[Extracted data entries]

┌──

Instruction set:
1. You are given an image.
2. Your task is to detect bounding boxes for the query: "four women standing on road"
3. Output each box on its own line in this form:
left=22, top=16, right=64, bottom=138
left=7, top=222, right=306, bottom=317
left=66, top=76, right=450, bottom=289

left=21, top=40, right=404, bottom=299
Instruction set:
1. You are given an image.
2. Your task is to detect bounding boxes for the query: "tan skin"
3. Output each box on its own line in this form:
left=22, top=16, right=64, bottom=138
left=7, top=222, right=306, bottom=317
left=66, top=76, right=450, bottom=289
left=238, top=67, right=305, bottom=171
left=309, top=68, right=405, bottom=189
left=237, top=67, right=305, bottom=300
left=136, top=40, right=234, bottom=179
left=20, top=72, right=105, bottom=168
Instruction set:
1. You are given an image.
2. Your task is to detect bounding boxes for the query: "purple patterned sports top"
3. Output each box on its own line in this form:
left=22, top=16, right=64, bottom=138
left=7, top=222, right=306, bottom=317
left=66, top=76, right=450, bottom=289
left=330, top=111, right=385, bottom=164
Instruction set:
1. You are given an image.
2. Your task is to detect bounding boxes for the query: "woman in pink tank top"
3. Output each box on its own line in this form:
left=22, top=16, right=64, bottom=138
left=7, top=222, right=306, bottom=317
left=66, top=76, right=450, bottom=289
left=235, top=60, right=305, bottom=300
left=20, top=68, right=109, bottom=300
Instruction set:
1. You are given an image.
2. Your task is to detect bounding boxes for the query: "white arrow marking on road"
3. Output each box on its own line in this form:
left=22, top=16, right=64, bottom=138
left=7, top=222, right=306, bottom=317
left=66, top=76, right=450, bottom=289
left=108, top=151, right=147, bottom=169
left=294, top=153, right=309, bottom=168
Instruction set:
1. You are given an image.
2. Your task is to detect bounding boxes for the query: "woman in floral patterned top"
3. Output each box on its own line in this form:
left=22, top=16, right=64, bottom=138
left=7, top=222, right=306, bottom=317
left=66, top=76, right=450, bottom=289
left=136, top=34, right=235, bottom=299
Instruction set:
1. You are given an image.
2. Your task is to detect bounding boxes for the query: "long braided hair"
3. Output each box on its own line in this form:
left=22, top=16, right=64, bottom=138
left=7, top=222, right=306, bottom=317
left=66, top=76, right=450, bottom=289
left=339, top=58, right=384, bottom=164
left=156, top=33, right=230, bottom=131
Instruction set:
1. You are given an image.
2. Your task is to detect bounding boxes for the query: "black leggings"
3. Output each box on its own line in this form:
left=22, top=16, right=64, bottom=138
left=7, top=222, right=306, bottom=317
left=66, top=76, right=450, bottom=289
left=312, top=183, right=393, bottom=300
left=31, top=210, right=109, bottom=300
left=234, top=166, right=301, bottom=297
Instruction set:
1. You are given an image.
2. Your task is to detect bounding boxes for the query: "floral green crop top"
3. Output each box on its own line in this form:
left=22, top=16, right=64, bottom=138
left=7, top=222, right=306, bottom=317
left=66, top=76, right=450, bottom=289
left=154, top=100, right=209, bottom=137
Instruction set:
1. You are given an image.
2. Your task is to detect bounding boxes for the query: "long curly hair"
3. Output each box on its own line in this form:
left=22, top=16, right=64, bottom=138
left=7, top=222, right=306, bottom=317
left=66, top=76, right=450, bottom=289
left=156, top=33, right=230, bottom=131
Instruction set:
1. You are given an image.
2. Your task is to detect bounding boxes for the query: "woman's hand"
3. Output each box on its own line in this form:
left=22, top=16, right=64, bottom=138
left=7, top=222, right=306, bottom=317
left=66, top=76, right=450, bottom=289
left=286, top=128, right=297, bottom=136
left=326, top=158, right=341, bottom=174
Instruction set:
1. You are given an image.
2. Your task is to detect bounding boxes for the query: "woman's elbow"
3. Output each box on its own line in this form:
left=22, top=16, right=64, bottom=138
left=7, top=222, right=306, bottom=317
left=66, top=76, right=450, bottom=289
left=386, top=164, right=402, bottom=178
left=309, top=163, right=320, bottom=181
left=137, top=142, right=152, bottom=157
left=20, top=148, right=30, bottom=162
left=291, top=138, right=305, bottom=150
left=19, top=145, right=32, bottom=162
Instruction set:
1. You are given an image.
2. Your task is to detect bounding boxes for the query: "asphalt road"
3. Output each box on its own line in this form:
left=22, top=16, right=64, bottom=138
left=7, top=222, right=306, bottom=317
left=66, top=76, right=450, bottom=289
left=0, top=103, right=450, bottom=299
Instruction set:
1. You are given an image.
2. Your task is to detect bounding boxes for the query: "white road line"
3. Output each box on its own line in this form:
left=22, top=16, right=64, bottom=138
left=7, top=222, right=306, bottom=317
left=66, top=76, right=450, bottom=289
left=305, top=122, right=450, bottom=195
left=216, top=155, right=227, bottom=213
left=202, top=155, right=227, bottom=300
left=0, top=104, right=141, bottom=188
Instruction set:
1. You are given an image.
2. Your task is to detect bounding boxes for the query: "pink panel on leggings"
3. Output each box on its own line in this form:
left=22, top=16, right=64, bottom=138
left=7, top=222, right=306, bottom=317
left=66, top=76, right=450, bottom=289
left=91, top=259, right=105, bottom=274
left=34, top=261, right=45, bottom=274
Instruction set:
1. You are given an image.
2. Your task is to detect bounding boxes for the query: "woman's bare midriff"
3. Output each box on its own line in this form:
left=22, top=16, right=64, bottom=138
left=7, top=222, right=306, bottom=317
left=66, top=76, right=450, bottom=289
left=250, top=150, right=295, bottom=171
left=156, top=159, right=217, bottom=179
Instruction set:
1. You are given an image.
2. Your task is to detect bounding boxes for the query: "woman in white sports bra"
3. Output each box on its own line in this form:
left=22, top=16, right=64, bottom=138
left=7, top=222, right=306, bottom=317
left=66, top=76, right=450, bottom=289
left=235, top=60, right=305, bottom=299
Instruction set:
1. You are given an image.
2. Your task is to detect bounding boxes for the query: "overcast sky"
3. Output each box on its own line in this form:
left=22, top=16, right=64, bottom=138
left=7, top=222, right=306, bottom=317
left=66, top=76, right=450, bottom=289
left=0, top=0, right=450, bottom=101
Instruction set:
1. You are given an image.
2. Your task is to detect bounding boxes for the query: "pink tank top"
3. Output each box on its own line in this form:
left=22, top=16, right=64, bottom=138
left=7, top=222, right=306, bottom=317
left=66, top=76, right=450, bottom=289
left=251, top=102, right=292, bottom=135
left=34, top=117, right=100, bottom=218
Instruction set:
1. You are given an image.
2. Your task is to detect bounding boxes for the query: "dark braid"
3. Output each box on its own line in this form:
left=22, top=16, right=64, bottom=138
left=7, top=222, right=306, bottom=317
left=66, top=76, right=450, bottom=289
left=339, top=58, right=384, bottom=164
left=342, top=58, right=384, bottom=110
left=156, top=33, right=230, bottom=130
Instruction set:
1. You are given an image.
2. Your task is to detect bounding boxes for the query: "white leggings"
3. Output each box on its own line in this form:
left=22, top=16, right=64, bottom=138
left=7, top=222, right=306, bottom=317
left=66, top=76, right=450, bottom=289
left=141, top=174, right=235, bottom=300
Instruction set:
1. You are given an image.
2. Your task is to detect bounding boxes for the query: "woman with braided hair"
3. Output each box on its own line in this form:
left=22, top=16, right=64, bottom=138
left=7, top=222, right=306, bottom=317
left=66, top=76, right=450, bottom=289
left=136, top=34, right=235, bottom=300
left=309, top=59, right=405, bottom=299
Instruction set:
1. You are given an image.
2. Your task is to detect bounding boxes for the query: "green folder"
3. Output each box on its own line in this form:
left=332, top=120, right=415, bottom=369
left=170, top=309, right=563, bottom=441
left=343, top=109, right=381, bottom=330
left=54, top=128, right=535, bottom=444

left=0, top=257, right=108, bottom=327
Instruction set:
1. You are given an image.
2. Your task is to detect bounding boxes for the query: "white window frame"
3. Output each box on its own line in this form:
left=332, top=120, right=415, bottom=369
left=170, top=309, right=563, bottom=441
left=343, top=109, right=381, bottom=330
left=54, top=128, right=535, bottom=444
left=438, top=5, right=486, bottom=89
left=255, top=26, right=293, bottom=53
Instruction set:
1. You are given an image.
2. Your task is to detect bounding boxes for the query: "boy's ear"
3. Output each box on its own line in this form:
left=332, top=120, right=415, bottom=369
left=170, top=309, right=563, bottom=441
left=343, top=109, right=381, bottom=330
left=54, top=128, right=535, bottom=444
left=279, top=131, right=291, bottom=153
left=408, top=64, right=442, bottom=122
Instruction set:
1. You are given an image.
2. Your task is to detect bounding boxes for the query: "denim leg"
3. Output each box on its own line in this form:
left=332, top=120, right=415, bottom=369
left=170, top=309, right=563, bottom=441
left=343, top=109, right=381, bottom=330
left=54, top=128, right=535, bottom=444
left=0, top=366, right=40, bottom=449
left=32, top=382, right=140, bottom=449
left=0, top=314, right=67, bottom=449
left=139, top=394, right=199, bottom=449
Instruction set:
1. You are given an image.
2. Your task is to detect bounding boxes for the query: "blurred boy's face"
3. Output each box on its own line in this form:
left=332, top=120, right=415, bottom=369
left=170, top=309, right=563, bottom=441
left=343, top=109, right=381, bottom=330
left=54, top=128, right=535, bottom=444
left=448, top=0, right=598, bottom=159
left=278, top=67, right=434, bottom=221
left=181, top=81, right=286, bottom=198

└──

TASK BRIEF: Present the lines from the beginning of the extracted data entries above through the line containing "left=21, top=40, right=404, bottom=299" as a numbered list, omitting any blank lines.

COMPLETE RESPONSE:
1. Instruction set:
2. 1. You are given an image.
3. 2. Your task is to detect bounding boxes for the query: "four women standing on road"
4. 3. Output each box on its own line in this form:
5. left=22, top=16, right=64, bottom=138
6. left=7, top=222, right=306, bottom=317
7. left=66, top=76, right=450, bottom=289
8. left=21, top=40, right=404, bottom=299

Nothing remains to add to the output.